» THE DATA

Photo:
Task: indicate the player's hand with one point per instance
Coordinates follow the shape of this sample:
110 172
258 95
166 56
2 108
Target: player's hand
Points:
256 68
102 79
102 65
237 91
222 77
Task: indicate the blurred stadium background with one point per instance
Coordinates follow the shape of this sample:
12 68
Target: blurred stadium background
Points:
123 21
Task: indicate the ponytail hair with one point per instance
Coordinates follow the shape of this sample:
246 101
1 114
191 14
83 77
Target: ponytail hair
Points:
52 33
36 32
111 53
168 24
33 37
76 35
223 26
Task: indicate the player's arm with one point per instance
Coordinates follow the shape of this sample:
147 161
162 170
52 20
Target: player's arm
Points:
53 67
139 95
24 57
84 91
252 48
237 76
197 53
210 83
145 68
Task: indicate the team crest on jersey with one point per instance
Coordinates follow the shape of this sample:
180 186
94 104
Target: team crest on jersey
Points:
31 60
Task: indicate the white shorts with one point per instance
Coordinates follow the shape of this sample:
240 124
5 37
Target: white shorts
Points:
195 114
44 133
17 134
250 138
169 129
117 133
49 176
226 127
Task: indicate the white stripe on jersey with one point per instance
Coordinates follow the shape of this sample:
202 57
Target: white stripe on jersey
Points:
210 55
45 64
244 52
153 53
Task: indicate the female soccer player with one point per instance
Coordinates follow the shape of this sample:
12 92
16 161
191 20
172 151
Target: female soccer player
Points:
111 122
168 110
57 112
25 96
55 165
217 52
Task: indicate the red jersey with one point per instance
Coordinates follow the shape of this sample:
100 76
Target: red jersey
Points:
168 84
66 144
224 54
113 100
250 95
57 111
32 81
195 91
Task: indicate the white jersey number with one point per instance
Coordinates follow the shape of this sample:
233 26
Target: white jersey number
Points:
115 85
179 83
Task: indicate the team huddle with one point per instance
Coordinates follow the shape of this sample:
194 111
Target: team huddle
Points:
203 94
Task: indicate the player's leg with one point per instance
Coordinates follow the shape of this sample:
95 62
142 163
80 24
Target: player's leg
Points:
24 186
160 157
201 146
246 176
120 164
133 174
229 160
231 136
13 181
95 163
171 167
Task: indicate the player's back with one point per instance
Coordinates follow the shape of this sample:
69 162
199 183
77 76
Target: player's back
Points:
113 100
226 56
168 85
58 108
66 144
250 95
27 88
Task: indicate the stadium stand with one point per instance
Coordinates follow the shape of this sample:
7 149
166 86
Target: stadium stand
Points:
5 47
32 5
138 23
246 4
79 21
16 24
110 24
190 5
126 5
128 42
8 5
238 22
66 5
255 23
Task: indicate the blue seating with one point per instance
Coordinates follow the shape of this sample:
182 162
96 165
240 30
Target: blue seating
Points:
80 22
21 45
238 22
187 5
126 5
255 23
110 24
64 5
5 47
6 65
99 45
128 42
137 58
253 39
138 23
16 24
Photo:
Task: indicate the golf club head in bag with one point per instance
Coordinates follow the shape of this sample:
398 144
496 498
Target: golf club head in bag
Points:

» INSTRUCTIONS FOR THE TASK
Nothing in the records may be left out; transcribe all of them exactly.

» TASK ANSWER
Photo:
Task: indicate the player's hand with one point per instance
Coordinates follow the shape of this sample:
110 172
258 95
166 56
2 108
Target: player's hand
Points:
256 68
102 79
102 65
237 91
222 77
Task: indicate the blurred stadium background with one point per instance
Coordinates follow the shape of this sample:
12 68
Target: blurred stadium background
Points:
123 21
Task: indicate the ponytail hair with one point per instance
Coordinates follow the shape of this sample:
246 101
1 114
191 14
83 77
Target: ponytail hair
Points:
52 33
36 32
111 53
168 24
33 37
76 35
223 26
Task: indicate the player's arm with one point per instance
Coordinates follow the shape of this sample:
147 161
162 170
52 20
Target: player's arm
Points:
53 67
139 95
24 57
84 91
252 48
237 76
197 53
210 83
145 68
Task: indicate the team crest on jersey with one point per instance
Coordinates follow the shape of this sample:
180 186
94 104
Target: team crest on jersey
Points:
31 60
Task: indicate the white shorts with one point per instance
Coordinates follow the shape of this sample:
240 124
5 37
Target: white shorts
Points:
195 114
44 133
17 134
250 138
169 129
117 133
49 176
226 127
Task: indicate the white stripe on jersey with one point per instance
Coordinates follow the shape of this sample:
202 57
Target: white stripe on jersey
Points:
210 55
45 64
244 52
153 53
Task: indicate the female soccer player with one point per instance
Coordinates follow the shape of this sample:
12 92
16 161
191 20
172 151
Target: female soccer player
Points:
111 122
168 110
57 112
25 96
55 165
217 52
Task: indicate the red jersey with one point per instance
Coordinates follow the shape of this sample:
100 76
Target: red jersey
Points:
168 84
66 144
224 54
113 100
250 95
57 111
32 81
195 91
Task: indicate the white jersey number with one point per instance
Coordinates follow the shape of this sample:
233 26
Target: white jersey number
Points:
115 85
179 83
Task: indicate the team huddle with one point per instance
Coordinates follow the shape of this sample:
194 111
Target: team huddle
Points:
203 94
Task: indicate the player's leg with one point per instance
Coordinates follow the shape of this sample:
95 62
142 163
80 24
Target: player's leg
Points:
24 186
160 157
201 146
246 176
120 164
133 174
229 160
231 136
13 181
95 163
171 167
Task: indicate the player's back with one point per instance
Coordinates follow the shape of this sample:
69 162
199 183
77 76
Target: player's back
Points:
113 100
226 56
168 85
58 108
66 144
250 95
27 88
Task: indicate the stadium stand with one point per instance
Coordinates follow the shape of this sample:
7 149
166 86
Target: stadium stand
Points:
5 47
32 5
138 23
246 4
79 21
16 24
110 24
190 5
126 5
128 42
8 5
238 22
66 5
255 23
Task: indicate the blue seating with one point per instance
Coordinates follow the shape of this sample:
182 162
96 165
240 30
Target: blue seating
Points:
80 22
21 45
238 22
187 5
126 5
255 23
110 24
64 5
5 47
6 65
99 45
128 42
137 58
253 39
138 23
16 24
Photo:
Task: indicate the golf club head in bag with one point per instance
Coordinates follow the shape of this sample:
398 144
496 498
Target: golf club head in bag
Points:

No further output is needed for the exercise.